WORK INSTRUCTIONS: Rewrite the material starting at its first line and ending at the line that contains "0 243 800 512", changing "bounding box" to "enclosing rectangle" and leaving all other text unchanged.

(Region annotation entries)
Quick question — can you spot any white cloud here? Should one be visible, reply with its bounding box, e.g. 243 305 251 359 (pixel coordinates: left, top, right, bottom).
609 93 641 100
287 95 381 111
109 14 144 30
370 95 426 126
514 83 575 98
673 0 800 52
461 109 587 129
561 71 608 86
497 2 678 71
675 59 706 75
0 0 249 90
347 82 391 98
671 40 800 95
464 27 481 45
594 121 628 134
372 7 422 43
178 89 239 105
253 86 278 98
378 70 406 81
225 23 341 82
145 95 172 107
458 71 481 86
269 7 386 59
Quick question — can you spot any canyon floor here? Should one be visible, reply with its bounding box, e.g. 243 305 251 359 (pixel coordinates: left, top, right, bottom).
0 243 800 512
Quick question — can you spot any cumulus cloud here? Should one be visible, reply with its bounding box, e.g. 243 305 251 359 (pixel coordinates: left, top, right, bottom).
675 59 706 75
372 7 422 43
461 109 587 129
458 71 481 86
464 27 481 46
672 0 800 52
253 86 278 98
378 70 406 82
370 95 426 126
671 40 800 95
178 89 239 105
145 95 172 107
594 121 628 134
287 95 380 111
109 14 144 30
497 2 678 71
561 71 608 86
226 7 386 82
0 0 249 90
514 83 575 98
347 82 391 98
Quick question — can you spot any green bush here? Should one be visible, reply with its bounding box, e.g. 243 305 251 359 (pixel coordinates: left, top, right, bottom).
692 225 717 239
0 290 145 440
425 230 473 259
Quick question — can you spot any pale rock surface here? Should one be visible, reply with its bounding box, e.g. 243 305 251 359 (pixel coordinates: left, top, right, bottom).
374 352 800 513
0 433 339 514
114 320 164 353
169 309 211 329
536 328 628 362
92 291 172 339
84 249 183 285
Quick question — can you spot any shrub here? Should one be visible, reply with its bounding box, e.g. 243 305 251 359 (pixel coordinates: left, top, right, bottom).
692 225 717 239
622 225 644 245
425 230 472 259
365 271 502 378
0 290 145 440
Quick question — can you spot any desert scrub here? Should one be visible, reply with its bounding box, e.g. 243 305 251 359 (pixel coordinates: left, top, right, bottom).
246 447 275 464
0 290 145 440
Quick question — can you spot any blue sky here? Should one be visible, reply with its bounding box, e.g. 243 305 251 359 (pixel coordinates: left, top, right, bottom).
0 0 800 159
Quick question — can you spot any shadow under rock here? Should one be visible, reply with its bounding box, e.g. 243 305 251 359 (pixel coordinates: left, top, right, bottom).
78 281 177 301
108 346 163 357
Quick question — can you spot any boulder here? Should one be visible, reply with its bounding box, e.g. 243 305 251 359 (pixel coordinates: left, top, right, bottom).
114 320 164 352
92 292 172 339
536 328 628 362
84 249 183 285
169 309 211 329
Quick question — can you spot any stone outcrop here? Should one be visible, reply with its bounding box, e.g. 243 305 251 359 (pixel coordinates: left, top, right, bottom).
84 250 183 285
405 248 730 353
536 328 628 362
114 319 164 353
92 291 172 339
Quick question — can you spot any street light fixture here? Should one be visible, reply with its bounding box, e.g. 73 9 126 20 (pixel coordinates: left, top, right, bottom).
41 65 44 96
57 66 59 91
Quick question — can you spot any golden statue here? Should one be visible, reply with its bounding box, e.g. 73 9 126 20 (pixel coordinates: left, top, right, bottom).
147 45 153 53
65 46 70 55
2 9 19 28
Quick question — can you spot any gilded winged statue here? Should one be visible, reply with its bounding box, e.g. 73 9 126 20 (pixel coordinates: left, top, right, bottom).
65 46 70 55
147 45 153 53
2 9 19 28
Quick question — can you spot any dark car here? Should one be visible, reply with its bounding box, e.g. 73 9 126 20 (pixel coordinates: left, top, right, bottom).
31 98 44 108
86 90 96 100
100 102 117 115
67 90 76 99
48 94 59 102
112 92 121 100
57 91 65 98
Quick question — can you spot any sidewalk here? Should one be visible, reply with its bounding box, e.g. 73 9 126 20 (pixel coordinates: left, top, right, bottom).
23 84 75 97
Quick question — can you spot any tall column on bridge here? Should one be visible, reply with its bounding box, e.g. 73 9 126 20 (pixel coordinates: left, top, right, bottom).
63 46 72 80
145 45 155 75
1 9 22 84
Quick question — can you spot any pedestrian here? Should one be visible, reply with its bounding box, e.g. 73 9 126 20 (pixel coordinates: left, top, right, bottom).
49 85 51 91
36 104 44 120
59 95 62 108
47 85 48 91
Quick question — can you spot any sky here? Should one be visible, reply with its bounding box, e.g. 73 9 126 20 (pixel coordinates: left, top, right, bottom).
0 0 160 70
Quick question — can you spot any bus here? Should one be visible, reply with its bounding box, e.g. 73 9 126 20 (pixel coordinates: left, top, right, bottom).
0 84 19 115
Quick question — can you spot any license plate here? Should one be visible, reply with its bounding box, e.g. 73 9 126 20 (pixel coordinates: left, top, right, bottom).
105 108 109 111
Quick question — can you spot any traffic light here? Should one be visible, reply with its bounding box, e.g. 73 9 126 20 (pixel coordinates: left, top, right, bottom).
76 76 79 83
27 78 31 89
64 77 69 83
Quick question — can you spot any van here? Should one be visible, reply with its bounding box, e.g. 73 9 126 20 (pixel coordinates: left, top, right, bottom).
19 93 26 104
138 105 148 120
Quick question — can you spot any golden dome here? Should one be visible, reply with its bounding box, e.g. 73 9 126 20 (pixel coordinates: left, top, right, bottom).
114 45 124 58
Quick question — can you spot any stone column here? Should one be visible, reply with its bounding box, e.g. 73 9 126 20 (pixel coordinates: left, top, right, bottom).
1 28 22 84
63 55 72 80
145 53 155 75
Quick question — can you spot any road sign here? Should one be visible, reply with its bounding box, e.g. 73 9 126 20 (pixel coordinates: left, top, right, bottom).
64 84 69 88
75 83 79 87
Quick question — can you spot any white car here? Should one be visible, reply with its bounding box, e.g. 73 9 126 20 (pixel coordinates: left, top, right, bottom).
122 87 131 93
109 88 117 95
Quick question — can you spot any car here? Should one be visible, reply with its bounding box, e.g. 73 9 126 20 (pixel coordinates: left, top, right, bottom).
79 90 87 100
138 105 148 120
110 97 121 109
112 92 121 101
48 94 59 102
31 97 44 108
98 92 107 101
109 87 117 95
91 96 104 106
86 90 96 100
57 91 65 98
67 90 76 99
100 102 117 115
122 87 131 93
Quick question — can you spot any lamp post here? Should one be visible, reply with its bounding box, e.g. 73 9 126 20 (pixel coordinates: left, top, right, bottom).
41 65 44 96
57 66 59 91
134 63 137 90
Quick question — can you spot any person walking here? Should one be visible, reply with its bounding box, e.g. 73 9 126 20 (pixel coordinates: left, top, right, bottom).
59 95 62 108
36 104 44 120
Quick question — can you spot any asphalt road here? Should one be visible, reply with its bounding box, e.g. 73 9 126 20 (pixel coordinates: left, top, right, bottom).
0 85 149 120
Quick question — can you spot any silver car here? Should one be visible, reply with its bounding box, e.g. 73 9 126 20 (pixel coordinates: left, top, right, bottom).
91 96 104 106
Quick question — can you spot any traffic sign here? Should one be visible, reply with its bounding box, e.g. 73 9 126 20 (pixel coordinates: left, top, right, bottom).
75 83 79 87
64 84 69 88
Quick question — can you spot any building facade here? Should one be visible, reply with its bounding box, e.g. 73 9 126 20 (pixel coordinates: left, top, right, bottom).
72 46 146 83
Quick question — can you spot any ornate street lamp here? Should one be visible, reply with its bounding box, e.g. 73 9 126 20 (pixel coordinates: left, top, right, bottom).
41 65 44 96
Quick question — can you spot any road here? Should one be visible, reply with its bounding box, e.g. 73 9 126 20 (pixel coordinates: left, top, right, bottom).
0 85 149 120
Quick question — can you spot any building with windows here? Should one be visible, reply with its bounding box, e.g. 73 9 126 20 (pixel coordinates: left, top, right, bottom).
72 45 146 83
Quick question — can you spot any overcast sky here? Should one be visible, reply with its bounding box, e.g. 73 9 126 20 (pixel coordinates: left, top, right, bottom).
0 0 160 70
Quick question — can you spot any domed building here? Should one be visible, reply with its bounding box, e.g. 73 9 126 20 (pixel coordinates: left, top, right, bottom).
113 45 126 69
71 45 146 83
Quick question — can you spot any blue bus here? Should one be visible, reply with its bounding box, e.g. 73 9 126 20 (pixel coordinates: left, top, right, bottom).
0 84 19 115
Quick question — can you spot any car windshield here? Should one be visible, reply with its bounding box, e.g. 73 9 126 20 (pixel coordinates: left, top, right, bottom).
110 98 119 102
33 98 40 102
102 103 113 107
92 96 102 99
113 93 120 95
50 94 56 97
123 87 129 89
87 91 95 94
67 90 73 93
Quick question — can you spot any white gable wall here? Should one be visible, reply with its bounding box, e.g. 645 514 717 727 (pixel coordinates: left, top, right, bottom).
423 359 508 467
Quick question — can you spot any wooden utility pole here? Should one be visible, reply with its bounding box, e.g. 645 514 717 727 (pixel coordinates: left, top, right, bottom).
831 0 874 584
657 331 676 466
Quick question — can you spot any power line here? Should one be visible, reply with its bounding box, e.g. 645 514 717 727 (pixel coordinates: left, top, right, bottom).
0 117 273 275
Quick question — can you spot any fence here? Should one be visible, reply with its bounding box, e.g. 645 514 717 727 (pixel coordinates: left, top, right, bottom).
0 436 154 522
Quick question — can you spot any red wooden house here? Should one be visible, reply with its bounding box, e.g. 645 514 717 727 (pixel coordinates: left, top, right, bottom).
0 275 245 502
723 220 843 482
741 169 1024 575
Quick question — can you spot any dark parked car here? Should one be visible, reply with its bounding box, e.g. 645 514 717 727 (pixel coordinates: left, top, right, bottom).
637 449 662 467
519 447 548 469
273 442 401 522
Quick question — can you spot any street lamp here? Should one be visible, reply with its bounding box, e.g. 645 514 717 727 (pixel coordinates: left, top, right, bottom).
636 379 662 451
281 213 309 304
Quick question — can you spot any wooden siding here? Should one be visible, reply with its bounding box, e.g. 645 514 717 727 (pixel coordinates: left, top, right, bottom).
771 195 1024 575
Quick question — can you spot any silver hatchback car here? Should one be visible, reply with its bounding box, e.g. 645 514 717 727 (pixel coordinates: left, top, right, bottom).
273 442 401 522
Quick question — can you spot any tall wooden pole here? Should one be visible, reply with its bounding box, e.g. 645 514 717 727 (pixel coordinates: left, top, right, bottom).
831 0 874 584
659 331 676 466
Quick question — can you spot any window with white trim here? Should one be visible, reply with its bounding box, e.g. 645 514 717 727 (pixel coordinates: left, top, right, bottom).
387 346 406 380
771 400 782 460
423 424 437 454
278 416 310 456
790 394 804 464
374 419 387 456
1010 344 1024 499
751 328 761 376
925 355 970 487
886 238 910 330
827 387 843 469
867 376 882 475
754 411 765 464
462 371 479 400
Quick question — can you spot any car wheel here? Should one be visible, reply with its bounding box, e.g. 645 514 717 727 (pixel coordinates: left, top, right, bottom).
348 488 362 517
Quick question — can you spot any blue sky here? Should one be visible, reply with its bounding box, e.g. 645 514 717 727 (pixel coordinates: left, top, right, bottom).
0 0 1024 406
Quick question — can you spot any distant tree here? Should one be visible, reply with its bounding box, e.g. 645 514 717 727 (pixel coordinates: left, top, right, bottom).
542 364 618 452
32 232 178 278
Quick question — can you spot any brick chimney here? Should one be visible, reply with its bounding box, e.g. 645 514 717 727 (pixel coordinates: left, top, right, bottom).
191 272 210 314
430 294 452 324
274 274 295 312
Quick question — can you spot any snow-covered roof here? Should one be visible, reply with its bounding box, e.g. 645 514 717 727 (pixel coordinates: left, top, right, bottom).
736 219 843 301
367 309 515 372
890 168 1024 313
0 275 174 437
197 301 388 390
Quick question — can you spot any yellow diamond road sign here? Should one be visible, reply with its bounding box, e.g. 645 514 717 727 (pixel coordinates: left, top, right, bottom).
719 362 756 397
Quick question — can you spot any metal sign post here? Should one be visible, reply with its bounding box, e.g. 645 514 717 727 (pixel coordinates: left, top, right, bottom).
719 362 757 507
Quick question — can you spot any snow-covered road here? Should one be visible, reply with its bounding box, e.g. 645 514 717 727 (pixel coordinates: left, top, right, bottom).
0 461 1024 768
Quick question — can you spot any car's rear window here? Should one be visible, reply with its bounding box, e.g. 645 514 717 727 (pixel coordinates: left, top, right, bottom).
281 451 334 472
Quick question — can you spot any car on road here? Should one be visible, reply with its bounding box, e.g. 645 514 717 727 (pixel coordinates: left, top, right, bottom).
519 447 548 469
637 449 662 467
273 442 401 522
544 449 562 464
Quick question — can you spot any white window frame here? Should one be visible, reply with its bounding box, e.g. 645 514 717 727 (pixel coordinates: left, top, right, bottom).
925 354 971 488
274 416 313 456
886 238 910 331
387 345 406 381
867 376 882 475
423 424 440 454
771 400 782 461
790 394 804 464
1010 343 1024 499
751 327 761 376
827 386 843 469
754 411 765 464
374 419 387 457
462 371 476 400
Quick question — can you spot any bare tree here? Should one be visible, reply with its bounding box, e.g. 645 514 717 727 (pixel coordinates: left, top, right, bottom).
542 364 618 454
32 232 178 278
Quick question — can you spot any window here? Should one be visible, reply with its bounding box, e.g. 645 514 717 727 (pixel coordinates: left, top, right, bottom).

TASK ANSWER:
Quick question — can you spot any white cloud here? Should one be visible, reply with its enclosing rectangle, e.g. 243 305 251 359 (pixel coordinates: left, top, right, bottom).
609 93 641 100
287 95 381 111
109 14 144 30
370 95 426 126
514 83 575 98
673 0 800 52
461 109 587 129
561 71 608 86
497 2 678 71
675 59 706 75
0 0 249 90
347 82 391 98
671 40 800 95
464 27 481 45
594 121 628 134
372 7 422 43
178 89 239 105
253 86 278 98
378 70 406 81
225 23 341 82
145 95 172 107
458 71 481 86
269 7 386 59
Quick question — can you spot any canyon floor here? Should one be visible, reply with its enclosing rectangle, e.g. 243 305 251 359 (pixel coordinates: left, top, right, bottom).
0 243 800 512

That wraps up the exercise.